## Exercice court
Prolongez l'extrait ci-dessous sur le devoir de vigilance des multinationales en reprenant juste après sa dernière phrase.

## Extrait du document
----------------

Le 1er juin dernier, le parlement européen a adopté la proposition de directive sur le devoir de vigilance, qui oblige les multinationales à s’assurer qu’elles-mêmes, leurs filiales et leurs partenaires commerciaux respectent les droits de l’homme et l’environnement. Cette proposition impose en effet aux multinationales d’adopter des mesures préventives et curatives quant aux incidences négatives réelles et potentielles sur les droits de l’homme et sur l’environnement.
Cette initiative n’est pas inédite. La France est le premier pays dans le monde à avoir adopté une loi imposant un devoir de vigilance aux entreprises dépassant certains seuils, et ce avec une portée extraterritoriale[1].
La loi n° 2017-399 du 27 mars 2017relative au devoir de vigilance des sociétés mères et des entreprises donneuses d'ordre, oblige en effet les multinationales à établir et mettre en œuvre de manière effective un plan de vigilance. Leur responsabilité peut être engagée en cas de manquement à ces obligations visant à prévenir les risques d’atteintes graves aux droits humains et à l’environnement, y compris lorsqu’elles sont commises par leurs filiales directes ou indirectes, en France et dans le reste du monde.
Le décret permettant de préciser le contour de ce texte n’est, toutefois, jamais sorti, si bien que des questions persistent sur le contour de ce texte et son application apparaît des plus délicates.
Pour preuve, les deux affaires dans lesquelles ont été argués des manquements à leur devoir de vigilance de la part de sociétés Françaises se sont soldées, pour l’instant, par des décisions d’irrecevabilité.
Le 28 février 2023, le juge des référés du tribunal judiciaire de Paris[2]a en effet déclaré irrecevable les actions d’associations tendant à ce qu’il soit enjoint à Total Energies de modifier son plan de vigilance, aux motifs que les griefs adressés par les associations à Total Energie dans leur lettre de mise en demeure étaient différents de manière substantielle des griefs formés au jour des débats devant le juge des référés, de sorte qu’il y avait lieu de considérer que les griefs formulés dans le cadre de l’instance n’avaient pas fait l’objet de mise en demeure.
Le 1er juin dernier, le tribunal judiciaire de Paris a également rendu un jugement déclarant irrecevable l’action de la Fédération Internationale des droits de l’homme et de diverses associations contre la multinationale française SUEZ pour manquement à son devoir de vigilance, après la contamination d’eau potable au Chilien 2019.
Le renforcement au niveau européen des obligations de vigilance pesant sur les entreprises s’accompagnera-t-il d’une mise en cause plus étendue de la responsabilité des multinationales ne respectant pas leur devoir de vigilance, et d’un accès plus facile des associations de défense des droits de l’homme et de l’environnement aux tribunaux ?
On notera à titre liminaire que la directive européenne a un champ d’application plus large que la loi française, dès lors qu’entrent dans son champ d’application les entreprises de plus de 500salariés ayant un chiffre d’affaires de plus de150 000 000 euros au niveau mondial, ces seuils étant abaissés pour les entreprises opérant dans certains secteurs, notamment le textile, l’agriculture et la pêche, et les exploitations de ressources minérales (versus 5.000 salariés pour la loi française).

----------------

Entrées de données extraites:
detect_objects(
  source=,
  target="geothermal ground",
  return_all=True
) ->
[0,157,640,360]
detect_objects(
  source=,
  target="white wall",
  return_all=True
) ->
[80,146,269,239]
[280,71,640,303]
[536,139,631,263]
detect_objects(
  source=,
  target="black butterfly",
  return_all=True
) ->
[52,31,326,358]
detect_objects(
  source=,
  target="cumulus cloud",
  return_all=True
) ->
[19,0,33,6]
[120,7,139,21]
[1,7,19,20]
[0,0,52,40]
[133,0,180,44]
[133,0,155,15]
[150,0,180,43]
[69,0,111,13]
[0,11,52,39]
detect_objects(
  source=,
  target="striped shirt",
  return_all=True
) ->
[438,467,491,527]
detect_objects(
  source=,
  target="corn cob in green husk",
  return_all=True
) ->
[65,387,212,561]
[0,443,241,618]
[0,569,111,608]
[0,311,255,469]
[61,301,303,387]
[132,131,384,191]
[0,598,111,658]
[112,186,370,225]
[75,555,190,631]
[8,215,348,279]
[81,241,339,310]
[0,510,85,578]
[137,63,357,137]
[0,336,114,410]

----------------

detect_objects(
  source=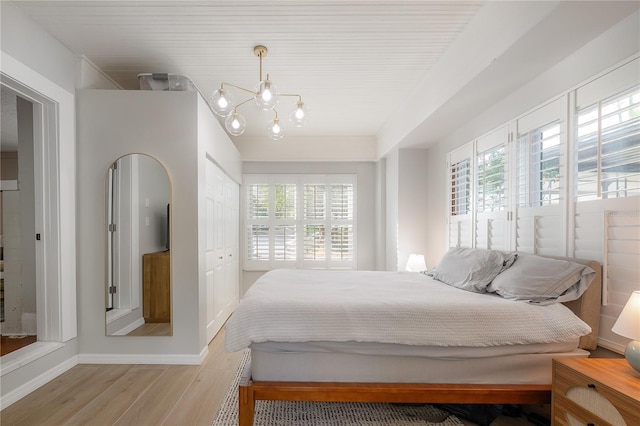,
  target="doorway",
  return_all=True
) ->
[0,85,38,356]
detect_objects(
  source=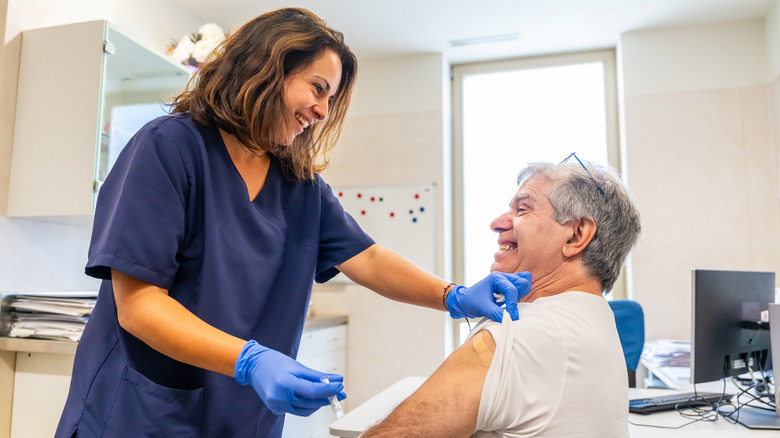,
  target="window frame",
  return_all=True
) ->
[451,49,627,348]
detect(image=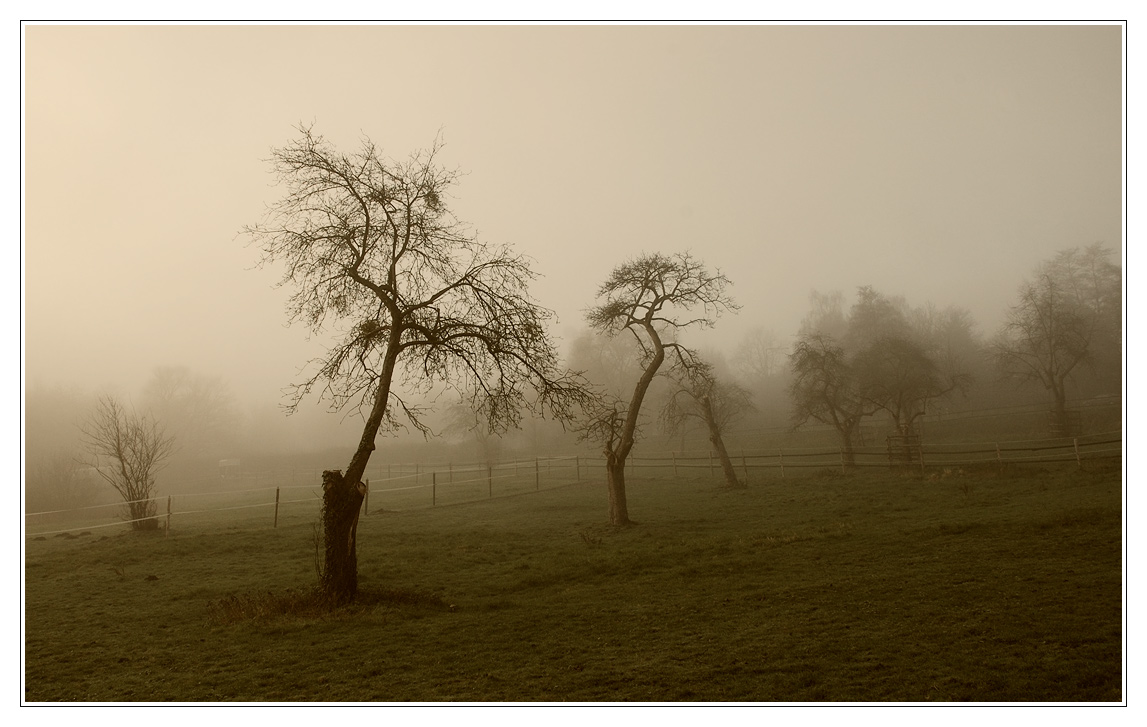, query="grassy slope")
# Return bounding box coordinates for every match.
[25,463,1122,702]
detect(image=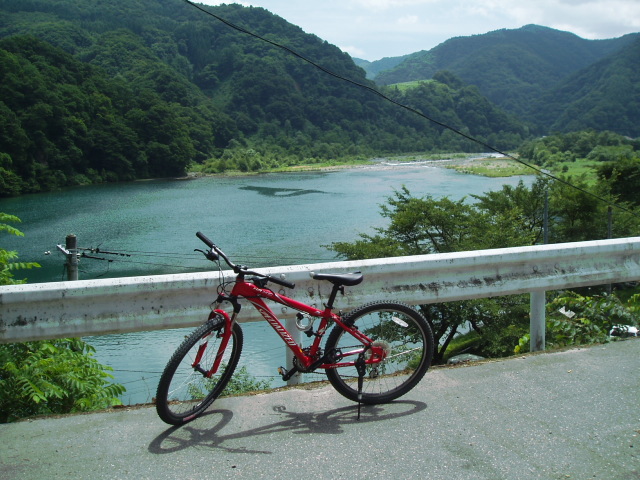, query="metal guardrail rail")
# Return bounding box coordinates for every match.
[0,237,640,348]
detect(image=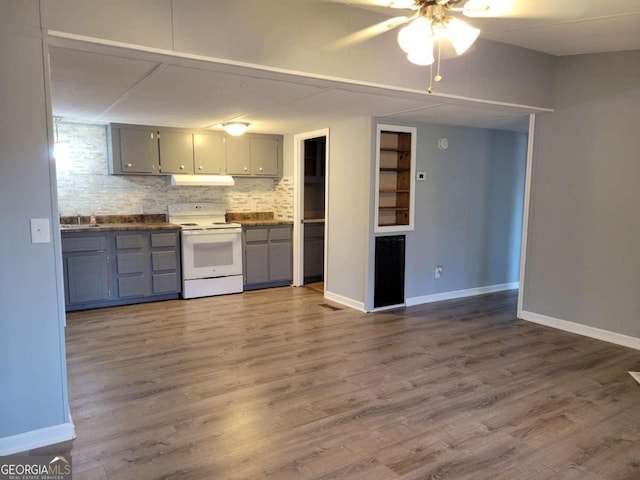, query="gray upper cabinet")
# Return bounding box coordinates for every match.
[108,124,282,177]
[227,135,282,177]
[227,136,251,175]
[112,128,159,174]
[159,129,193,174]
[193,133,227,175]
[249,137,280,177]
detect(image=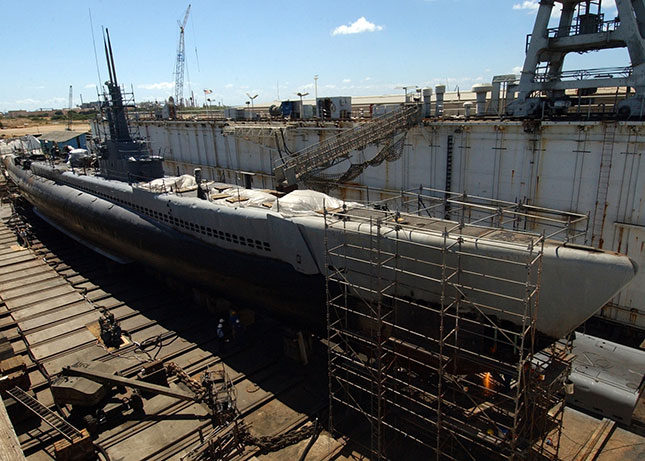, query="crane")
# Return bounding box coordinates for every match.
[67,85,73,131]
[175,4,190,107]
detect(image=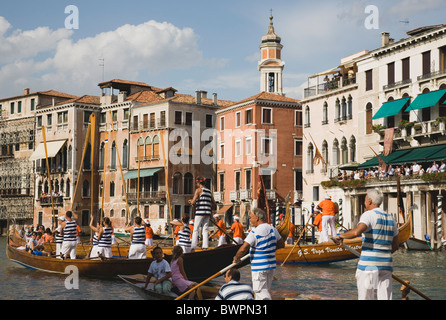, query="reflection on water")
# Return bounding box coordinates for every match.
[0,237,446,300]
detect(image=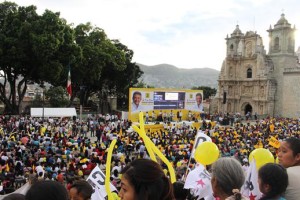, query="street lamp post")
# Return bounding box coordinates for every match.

----------------

## Corrigé
Les obligations qui pèsent sur les multinationales sont en outre plus étendues dans le texte européen que celles qui existent dans la loi française. Ce texte comporte des obligations de prévention et de suppression des incidences négatives qui passent, outre par l’élaboration d’un plan d’action, notamment par l’obligation de payer des dommages et intérêts et accorder des compensations financières aux personnes touchées[3], réaliser des investissements, et inclure des objectifs de réduction des émissions dans son plan lorsque le changement climatique est un risque majeur pour ses activités. La directive oblige également les entreprises à obtenir des garanties contractuelles des partenaires commerciaux avec lesquels elles entretiennent une relation commerciale directe, garanties dont elles doivent vérifier le respect, par exemple par des initiatives sectorielles appropriées ou des vérifications par un tiers indépendant, la méconnaissance de ses engagements par le partenaire commercial obligeant l’entreprise à s’abstenir de nouer de nouvelles relations avec lui[4].
En l’état du texte, la mise en jeu de la responsabilité des multinationales n’est pas subordonnée à une mise en demeure préalable. La procédure de plainte prévue par la directive, qui oblige les entreprises à établir une procédure de traitement des plaintes en interne pour les personnes touchées par les incidences négatives et les organisations de la société civile, n’est pas présentée comme un préalable à l’action en justice.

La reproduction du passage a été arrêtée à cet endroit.